_Excerpt provided_.

Splitting Huge MySQL dump for easy restore

The open source RDBMS MySQL provides a great tool mysqdump to dump database.  Its the official sql dump utitlity for MySQL database. It makes the life of dba so easy that he can backup and restore the database within just two commands.  But sometimes due to the lacking of the infrastructure you can not dump and restore that easily. Specially when you are dealing with huge amount of data. Our database grows over time. Few hundred GBs are quite common. But if you run a software for long it might get in to Tera byte range. The problem starts when size is this huge.

Backing up and restoring such huge database is not easy.  It takes a lot of time to both backup and restore. Not to mention, if something breaks up the operation the output will most time corrupted. For backup operation the output  is a dump file. This will be corrupted if backup is interrupted. Just think if it breaks at 99%. It feels like pulling your hair! Think if it was a restore operation. Your database will be corrupted. Usually we do restore on production server. If the restore fails, that’ll be a disaster.

To come round this, Its better to backup and restore part by part. This way your database will less likely be corrupted. Here is some ways to achieve this,

  1. Split the database by tables. When backing up, split the backup operation by tables.  Just do some balance on the table size and then backup on each table. For example, If you have 3 tables 10 GB each and 2 tables 30 GB each then you can backup tables in 3 groups.
    • Group 1. All the 3 tables 10 GBs each totaling 30 GB
      • mysqldump  database1 table1 table2 table3 > table1-3.sql
    • Group 2. One of the two 30 GB tables.
      • mysqldump  database1 table4 > table4.sql
    • Group 3. One of the two 30 GB tables.
      • mysqldump  database1 table5 > table5.sql
  2. Split the big tables by rows. Not all tables in the database are big. Rather we always have some tables which are big enough to cause headache for the DBA. Think about the tweeter. Assuming a simple database schema, we can say all tables cumulatively not bigger than the table that holds the tweets. In our previous example table4 and table5 is bigger.  For such big tables we can split the dump by rows. mysqldump provides a great option called “–where”. By using this option you can split your table on any condition which is supported by “where” sql clause. So the number of ways you can split the table is infinite. Here is some strategies,
    1. auto_increment. If your table has auto column  you can split by any number of chunks.  See the examples.

_What to produce_. Please name the mysqldump option that the MySQL dump article recommends for splitting big tables by rows. The entries that come next aren't needed here.

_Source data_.
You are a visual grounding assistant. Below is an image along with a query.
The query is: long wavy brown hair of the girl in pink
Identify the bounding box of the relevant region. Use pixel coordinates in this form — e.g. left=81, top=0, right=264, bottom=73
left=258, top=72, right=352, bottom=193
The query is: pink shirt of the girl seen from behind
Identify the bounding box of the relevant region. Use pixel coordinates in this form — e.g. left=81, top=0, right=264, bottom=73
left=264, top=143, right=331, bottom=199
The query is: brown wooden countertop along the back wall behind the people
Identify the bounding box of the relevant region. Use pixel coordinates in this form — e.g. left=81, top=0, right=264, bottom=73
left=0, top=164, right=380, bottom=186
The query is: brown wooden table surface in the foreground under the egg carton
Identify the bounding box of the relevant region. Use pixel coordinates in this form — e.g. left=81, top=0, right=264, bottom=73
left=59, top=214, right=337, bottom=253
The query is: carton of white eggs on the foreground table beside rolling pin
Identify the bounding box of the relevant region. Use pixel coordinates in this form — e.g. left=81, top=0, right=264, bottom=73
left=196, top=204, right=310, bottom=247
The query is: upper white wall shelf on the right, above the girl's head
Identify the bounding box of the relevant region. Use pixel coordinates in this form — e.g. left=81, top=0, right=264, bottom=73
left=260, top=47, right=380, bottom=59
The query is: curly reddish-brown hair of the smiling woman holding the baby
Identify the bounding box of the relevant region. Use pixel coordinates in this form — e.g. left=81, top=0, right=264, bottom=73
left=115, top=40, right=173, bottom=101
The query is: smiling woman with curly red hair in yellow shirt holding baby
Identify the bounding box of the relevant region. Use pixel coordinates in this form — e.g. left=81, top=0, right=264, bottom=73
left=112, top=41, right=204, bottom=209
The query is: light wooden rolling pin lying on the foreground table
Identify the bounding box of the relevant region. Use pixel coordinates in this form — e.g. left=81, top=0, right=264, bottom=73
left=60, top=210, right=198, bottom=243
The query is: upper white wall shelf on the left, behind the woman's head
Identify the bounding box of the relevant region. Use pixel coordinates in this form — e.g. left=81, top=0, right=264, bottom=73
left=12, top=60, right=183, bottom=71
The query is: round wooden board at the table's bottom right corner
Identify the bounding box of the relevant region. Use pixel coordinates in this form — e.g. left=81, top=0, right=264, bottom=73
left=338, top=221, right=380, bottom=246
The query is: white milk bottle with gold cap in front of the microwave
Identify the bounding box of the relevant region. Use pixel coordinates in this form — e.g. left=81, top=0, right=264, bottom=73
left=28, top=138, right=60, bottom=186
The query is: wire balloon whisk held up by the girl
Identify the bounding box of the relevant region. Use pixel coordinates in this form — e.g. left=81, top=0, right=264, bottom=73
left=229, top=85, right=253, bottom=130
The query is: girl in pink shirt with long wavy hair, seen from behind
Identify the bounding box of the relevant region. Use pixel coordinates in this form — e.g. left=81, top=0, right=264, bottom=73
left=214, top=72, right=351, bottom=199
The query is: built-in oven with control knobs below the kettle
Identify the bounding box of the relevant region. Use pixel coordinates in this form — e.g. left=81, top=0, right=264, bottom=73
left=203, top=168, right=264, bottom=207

_Reply to the exercise_. The “–where” option.